(WORK TO DO): Turn the entries from the line that contains "Where can the roof" through the line that contains "pixel 251 526", both included, into a JSON list of strings with one string per line and no blank lines.

(DATA SUPPLIED):
------------------------------

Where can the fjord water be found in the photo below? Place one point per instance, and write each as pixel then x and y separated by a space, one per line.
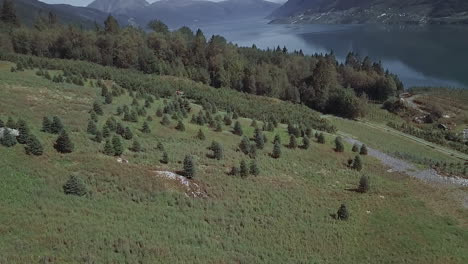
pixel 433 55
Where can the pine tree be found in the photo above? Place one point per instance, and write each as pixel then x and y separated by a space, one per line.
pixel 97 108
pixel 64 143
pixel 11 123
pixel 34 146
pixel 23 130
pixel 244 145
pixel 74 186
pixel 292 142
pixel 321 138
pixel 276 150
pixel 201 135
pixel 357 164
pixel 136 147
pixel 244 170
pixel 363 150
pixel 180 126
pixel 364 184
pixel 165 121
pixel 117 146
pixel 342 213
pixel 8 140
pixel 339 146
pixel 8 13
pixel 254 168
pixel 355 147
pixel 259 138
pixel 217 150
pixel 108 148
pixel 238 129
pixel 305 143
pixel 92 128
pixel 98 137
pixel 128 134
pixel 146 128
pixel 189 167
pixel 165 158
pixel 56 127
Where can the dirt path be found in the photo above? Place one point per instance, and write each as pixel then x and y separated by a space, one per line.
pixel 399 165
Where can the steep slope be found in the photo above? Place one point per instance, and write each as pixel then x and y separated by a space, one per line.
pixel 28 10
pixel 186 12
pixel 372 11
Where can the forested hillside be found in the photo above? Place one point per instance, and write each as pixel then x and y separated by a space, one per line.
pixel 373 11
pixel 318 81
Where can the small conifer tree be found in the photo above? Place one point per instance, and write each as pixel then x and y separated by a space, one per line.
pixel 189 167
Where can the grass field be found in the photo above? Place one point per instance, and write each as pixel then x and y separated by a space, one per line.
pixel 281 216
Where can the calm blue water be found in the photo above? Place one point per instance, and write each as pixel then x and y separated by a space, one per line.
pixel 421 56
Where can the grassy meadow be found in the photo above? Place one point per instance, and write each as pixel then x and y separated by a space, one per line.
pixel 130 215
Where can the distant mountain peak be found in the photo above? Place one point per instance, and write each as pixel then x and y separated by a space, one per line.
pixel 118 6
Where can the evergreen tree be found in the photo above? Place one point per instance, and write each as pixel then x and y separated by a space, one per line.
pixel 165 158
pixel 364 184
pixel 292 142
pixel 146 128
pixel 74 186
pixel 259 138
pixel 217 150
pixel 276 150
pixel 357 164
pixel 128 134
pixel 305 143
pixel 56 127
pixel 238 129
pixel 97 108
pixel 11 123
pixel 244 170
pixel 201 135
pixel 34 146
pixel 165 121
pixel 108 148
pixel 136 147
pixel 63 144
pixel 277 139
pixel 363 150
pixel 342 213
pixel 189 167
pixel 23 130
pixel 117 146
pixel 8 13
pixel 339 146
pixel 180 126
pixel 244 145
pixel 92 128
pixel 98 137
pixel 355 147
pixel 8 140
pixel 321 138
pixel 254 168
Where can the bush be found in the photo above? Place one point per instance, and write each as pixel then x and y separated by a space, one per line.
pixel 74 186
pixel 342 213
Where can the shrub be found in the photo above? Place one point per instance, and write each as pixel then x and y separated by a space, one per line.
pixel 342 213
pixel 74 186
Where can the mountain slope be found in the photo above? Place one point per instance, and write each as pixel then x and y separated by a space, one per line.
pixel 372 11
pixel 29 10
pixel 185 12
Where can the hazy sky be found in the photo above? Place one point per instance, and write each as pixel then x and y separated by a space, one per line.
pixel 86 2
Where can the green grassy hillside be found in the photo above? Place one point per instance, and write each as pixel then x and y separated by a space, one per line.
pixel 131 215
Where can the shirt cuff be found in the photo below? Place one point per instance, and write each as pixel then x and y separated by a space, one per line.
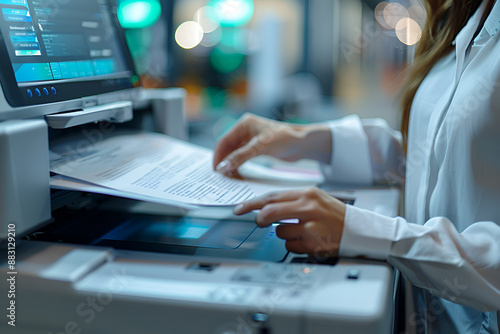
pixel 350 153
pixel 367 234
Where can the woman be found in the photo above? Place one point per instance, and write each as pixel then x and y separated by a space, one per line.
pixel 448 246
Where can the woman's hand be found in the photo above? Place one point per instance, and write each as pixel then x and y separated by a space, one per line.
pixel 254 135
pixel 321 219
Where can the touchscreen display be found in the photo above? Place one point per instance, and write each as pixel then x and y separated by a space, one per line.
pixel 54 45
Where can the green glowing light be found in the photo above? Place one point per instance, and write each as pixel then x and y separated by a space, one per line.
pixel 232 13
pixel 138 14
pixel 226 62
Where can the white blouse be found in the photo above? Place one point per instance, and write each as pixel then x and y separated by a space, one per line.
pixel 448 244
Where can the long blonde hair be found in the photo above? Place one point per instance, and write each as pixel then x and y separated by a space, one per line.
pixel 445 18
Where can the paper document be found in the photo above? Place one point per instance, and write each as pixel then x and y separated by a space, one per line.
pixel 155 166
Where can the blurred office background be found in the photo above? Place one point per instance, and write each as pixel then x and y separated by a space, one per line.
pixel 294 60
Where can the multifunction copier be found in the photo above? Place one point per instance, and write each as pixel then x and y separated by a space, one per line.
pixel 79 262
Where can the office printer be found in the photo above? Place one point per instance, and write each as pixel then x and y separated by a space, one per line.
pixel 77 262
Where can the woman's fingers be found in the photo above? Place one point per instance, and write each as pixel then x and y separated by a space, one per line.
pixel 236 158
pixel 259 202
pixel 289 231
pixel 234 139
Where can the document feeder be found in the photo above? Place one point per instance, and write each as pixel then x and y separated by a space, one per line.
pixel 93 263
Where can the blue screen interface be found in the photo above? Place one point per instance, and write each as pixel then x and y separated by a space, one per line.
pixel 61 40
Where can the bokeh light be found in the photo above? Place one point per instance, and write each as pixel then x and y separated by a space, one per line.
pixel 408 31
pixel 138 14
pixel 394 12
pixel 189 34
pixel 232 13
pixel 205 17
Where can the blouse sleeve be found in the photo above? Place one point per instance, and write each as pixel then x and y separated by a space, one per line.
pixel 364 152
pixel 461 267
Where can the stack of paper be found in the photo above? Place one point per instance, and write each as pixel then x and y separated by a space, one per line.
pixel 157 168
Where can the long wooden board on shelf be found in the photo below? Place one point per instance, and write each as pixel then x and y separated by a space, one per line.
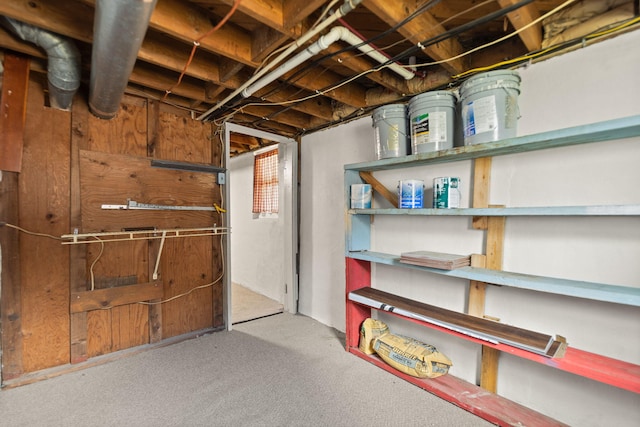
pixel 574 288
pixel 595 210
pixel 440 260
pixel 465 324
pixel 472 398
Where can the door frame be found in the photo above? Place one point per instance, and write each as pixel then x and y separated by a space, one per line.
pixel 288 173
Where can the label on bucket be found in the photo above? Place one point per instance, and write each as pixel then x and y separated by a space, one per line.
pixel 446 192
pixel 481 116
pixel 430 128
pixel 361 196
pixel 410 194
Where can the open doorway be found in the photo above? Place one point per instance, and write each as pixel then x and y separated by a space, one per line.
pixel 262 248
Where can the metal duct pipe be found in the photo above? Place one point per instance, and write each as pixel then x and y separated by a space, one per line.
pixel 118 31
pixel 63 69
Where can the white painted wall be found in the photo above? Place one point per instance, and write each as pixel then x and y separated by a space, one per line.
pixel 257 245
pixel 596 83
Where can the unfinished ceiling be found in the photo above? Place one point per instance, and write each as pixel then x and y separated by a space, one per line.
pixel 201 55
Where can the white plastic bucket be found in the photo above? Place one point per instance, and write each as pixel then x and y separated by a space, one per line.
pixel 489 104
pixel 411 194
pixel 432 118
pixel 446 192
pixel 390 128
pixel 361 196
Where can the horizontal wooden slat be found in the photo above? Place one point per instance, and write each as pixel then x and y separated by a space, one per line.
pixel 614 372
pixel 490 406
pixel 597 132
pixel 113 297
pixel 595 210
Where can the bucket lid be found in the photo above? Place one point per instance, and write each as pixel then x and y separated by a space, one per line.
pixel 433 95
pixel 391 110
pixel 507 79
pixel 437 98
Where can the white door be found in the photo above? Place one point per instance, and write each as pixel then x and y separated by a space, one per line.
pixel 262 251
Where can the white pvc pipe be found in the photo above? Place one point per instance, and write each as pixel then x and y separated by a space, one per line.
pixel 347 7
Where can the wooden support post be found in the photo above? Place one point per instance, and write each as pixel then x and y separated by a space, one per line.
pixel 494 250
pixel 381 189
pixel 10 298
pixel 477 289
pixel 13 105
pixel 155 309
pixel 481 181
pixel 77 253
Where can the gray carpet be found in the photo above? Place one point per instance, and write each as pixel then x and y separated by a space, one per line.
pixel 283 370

------------------------------

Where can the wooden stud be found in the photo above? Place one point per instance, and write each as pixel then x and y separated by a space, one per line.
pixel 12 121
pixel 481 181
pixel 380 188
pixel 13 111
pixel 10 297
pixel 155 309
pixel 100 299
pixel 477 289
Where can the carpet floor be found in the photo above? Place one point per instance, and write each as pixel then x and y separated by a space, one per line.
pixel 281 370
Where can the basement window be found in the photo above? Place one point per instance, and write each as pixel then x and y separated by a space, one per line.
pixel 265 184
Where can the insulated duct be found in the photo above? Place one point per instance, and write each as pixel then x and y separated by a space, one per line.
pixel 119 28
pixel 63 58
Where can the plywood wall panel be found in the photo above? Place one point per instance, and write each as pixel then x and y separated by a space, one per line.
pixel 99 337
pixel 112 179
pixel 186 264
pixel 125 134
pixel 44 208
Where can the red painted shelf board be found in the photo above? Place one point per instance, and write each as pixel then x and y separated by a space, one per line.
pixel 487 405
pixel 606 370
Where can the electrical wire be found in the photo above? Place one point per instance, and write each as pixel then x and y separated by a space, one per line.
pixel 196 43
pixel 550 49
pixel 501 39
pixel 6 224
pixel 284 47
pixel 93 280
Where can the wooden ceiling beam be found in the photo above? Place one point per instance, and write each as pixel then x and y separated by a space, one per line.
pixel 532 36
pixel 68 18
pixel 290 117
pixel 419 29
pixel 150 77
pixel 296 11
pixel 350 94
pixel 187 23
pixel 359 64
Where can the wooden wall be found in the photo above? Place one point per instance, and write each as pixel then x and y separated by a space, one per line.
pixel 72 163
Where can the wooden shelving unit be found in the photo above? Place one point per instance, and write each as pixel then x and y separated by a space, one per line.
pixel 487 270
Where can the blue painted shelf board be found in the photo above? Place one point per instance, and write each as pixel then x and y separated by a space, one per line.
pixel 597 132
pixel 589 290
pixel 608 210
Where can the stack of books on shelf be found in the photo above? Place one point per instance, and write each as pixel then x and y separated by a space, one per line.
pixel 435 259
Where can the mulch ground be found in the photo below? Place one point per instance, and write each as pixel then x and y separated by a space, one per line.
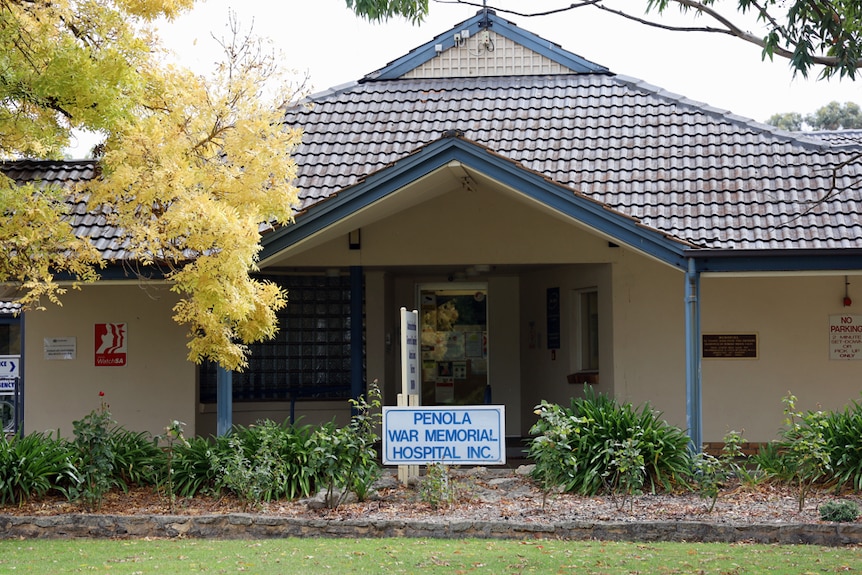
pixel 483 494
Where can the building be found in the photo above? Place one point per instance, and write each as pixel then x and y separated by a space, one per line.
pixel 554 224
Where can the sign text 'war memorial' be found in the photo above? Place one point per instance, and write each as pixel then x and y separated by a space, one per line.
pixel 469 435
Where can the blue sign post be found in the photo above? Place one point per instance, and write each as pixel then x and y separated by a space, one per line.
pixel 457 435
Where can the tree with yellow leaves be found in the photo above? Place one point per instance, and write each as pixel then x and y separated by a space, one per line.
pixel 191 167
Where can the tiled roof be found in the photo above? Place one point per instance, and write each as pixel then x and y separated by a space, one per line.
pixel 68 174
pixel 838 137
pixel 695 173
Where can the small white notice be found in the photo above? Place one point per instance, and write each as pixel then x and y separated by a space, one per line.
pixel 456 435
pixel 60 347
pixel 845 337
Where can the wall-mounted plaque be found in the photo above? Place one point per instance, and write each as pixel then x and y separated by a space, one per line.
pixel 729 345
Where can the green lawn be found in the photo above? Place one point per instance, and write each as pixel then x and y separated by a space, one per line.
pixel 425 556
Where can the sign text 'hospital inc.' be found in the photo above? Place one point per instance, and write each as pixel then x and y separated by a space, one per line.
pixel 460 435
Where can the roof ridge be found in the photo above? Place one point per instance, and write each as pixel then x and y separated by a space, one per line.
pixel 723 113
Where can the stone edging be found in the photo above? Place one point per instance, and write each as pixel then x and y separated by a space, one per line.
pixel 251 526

------------------------------

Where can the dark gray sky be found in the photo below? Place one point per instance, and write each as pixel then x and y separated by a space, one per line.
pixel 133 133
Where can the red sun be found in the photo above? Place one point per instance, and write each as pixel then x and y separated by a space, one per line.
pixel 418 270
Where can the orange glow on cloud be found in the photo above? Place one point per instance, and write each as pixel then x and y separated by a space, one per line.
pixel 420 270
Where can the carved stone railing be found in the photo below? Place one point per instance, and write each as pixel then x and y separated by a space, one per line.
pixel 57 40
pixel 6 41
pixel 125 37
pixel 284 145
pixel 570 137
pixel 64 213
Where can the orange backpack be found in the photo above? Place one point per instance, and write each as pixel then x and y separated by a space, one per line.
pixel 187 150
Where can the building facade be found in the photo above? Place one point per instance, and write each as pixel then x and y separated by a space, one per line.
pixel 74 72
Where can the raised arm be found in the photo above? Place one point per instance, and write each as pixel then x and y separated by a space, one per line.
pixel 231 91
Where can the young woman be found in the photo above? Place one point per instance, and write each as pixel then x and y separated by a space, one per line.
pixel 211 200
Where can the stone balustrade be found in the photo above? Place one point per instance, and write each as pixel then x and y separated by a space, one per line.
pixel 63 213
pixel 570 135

------------------------------

(FINAL RESULT):
[
  "Where can the roof ridge be found in the photo above? Place one point per instance, and write each as pixel then x and y separated by a space, one per line.",
  "pixel 723 113",
  "Where can the stone edging be found in the photo above? Place one point per instance, and write each as pixel then x and y separated by a space, one per line.",
  "pixel 251 526"
]